__EXERCISE DIRECTIONS__.
In the passage about wrestler Jordan Burroughs, at which university did he become a two-time national champion?

__PASSAGE PROVIDED__.
Jordan Burroughs, a Sicklerville, N.J. native, can tie the U.S. record for most world wrestling titles in a career this October. And he has the Tokyo 2020 Olympic Games on his schedule.

Burroughs rests during a workout earlier this month at the Palestra.
Burroughs rests during a workout earlier this month at the Palestra.Read moreJESSICA GRIFFIN / Staff Photographer

The mumbly raps and crisp beat of Travis Scott's "Goosebumps" dissolve into an outro as Olympic wrestler Jordan Burroughs — two hours into a workout at the Palestra — catches his breath in his distinctive squat, his weight perfectly balanced on his toes.

Next up on Burroughs' workout playlist: Hailee Steinfeld's gushy pop hit "Starving."

Wait, what?

"If you look at my iPod, I've got so much different music," he says. "I think that it kind of describes me as a person, just being a chameleon to whatever particular environment that I'm in."

That chameleon nature comes not from nature but from nurture, the product of a decade and a half in which Burroughs, who just turned 30, has gone from a public school kid in Sicklerville, N.J., to a two-time national champion wrestler at the University of Nebraska, to the brink of making U.S. history.

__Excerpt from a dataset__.
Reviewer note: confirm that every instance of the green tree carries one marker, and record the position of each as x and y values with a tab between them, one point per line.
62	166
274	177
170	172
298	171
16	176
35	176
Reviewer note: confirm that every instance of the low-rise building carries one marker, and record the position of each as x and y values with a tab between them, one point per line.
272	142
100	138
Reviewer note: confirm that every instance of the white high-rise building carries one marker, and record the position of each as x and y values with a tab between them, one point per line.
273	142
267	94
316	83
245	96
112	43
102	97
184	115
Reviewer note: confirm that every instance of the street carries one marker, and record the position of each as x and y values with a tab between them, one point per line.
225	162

__SOLVED PROBLEM__.
The University of Nebraska.